▶ [Task item]
Below are the entries. Set down exactly the line containing "coordinates: whole pixels, x" and each line after it.

Provided information Block Start

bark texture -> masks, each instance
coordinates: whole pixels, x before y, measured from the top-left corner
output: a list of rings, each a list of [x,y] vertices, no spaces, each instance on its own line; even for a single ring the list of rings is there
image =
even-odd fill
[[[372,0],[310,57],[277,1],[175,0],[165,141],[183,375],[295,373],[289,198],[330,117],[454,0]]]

Provided information Block End

▶ [Output of the exercise]
coordinates: whole pixels, x before y, measured from the top-left corner
output: a list of rings, each a list of [x,y] vertices, no spaces, each instance on its own line; even for a single ring the list of rings is there
image =
even-odd fill
[[[372,0],[310,57],[277,1],[175,0],[165,141],[183,375],[295,373],[289,198],[330,117],[454,0]]]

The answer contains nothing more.